### What is needed
Answer these questions from the Priscilla Paetsch text below:
(a) In how many countries did she study music and educational systems during her World Study Trip?
(b) How many of her horses did the couple take on their honeymoon?
(c) How many children did she and the cellist have?

### Selected extract
^^^^^^^^
Later she found herself in Norway and Finland, playing concert for the Sami people and walking up to Nordkapp, Norway in the dead of winter and nearly froze to death in the silent mountain passes where no vehicle could go. She had asked how far it is to Nordkapp and they told her it was about 4 miles, unaware that a Norwegian mile is about ten English miles.

For two and a half years between 1956–59 she went on a World Study Trip, sponsored by the Putney Graduate School of Teacher Education, traveling over all of Europe, on both sides of the Iron Curtain, to Africa and the Middle East, to study the Music and the Educational Systems in 30 different countries, visiting numerous Music Schools and Conservatories, and seeking knowledge of the Compositions of Contemporary Composers.

Priscilla insisted that if they were to be married he must at least see the country and the life style from which she grew up (she also trained Polish-bred registered Arabian horses in Colorado). He agreed to come to America if she married him. Even though he couldn't speak a word of english he set out for the United States and found an openness and freedom that he had not known and stayed. She brought him out to her mothers 'Pine Springs Ranch' in Steamboat Springs, Colorado in June 1959.

Children
Priscilla McClure Johnson married Günther Johannes Paetsch in Colorado Springs, CO on 24 May 1959  at the house of her mother. After their wedding, they went on a two-month honeymoon on the top the Continental divide the Colorado Rockies on three of her horses. One horse carried a pack of things they would need for the next 2 months. 

When Priscilla Paetsch was younger she wasn't really interested in children but that changed when she met Günther. When Priscilla was six she heard the Bach Brandenburg Concerto No. 3 for the first time and there and then made up her mind to become violinist so she could play that great work. This work actually requires nine individual players and it just happened that she met a cellist and they had seven children and they did play this work.
^^^^^^^^
Stored items from a collection:
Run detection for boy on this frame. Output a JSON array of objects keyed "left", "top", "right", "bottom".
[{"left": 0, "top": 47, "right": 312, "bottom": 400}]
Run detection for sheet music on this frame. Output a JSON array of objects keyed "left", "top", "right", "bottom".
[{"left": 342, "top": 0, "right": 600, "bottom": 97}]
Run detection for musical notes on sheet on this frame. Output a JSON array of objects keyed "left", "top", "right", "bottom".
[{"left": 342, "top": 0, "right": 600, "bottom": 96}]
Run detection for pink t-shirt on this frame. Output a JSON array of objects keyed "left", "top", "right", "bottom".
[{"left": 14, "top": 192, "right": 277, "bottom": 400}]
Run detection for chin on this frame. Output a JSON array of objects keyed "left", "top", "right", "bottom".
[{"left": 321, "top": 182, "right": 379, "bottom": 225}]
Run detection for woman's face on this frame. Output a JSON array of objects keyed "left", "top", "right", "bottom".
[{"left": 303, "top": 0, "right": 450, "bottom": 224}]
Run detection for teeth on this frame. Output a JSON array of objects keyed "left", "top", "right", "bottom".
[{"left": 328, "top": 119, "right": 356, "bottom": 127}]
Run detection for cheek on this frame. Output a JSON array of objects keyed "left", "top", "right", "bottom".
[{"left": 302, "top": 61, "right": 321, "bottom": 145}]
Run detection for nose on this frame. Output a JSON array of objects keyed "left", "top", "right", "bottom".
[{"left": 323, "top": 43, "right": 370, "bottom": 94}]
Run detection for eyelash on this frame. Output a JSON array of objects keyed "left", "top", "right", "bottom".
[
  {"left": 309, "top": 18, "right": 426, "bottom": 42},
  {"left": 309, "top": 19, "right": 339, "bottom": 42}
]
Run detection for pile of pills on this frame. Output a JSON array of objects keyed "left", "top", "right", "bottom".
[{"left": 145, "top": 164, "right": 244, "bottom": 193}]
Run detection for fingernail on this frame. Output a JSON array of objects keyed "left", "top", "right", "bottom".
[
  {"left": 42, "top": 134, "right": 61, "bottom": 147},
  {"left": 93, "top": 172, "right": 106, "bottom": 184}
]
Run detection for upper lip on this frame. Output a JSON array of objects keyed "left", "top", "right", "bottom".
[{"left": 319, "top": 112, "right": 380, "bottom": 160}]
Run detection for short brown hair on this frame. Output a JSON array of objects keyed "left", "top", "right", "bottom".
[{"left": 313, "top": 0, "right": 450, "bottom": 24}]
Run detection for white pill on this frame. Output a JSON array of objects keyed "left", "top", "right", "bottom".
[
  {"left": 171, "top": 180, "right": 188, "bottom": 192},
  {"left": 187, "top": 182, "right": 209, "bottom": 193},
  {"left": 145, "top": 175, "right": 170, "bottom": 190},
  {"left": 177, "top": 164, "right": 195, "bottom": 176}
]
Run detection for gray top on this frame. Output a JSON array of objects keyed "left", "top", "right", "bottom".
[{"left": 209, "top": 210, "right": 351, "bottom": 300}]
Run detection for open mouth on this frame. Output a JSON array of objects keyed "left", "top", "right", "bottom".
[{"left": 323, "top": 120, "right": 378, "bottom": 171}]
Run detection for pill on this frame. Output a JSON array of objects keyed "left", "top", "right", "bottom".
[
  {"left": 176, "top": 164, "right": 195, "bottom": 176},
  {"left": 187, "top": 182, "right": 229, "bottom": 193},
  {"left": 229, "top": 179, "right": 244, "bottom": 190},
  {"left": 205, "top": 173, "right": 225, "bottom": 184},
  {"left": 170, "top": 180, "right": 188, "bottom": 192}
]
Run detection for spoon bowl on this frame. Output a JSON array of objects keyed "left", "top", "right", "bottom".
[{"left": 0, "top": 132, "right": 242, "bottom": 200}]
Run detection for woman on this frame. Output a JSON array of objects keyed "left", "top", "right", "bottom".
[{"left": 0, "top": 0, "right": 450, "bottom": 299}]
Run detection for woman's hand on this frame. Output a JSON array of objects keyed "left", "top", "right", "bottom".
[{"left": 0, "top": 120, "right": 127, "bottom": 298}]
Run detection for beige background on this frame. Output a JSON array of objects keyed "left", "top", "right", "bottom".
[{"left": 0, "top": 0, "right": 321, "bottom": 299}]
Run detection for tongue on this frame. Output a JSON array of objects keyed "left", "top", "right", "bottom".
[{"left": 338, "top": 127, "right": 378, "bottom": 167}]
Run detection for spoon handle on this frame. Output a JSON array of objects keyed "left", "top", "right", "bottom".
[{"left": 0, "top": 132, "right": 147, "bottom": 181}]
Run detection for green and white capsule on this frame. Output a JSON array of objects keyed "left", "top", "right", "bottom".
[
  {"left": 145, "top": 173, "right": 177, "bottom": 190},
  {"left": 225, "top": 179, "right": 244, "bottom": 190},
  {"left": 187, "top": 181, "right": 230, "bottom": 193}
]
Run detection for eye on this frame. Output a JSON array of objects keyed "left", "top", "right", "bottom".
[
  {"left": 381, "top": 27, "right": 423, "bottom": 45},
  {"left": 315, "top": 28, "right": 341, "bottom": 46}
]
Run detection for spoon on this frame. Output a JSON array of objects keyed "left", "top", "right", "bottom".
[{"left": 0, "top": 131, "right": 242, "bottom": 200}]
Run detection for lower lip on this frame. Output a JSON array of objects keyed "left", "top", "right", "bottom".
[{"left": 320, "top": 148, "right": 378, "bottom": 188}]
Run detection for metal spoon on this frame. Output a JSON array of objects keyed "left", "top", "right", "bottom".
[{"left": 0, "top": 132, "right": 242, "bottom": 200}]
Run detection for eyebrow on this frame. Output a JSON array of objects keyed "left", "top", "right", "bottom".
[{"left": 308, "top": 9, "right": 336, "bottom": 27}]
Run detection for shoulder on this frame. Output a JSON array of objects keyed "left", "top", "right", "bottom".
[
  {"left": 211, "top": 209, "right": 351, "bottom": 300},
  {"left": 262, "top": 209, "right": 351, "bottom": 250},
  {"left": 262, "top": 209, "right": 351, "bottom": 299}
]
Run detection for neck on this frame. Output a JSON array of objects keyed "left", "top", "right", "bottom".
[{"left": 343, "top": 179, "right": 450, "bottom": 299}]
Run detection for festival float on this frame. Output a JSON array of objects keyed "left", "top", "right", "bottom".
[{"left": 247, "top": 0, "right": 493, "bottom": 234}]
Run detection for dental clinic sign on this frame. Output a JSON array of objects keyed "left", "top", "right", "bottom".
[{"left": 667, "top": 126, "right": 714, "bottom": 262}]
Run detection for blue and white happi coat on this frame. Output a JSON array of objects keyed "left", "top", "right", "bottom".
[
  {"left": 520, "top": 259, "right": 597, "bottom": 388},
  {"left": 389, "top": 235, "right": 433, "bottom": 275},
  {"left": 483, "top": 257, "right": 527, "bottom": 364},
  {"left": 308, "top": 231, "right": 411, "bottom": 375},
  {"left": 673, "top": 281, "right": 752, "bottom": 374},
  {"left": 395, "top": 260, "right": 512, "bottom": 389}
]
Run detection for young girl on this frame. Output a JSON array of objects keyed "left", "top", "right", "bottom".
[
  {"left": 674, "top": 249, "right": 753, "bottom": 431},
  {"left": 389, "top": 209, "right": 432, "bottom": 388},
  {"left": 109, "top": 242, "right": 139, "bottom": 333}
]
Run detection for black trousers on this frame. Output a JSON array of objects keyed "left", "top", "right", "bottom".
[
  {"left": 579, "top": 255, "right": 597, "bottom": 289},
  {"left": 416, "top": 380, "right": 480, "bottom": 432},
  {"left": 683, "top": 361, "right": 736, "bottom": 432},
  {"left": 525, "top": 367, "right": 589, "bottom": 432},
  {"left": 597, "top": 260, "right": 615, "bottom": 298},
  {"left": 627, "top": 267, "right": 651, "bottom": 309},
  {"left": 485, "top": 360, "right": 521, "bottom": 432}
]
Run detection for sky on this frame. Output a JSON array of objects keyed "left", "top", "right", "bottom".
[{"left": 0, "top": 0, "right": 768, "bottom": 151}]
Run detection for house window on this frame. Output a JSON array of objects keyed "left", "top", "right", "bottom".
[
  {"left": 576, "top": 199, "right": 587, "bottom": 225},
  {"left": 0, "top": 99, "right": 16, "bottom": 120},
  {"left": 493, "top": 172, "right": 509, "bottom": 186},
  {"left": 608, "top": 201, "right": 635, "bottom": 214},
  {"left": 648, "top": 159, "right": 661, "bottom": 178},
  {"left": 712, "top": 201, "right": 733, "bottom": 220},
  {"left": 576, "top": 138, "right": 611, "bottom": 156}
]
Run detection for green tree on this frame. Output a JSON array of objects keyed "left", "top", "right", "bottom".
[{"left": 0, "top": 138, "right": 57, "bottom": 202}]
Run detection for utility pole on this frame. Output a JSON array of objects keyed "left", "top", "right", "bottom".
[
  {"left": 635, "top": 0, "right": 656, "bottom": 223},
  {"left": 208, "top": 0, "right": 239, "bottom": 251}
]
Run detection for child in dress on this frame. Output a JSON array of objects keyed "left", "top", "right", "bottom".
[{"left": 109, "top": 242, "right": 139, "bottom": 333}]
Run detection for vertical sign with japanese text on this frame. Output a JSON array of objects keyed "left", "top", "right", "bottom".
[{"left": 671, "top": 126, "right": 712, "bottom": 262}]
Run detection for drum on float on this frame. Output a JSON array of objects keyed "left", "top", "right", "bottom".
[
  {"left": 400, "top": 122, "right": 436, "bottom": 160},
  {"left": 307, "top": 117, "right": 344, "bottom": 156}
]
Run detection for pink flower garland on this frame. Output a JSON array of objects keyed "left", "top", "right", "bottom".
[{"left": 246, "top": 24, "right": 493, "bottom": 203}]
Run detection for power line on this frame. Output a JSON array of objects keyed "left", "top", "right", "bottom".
^^^^^^^^
### Solution to this task
(a) 30
(b) Three
(c) Seven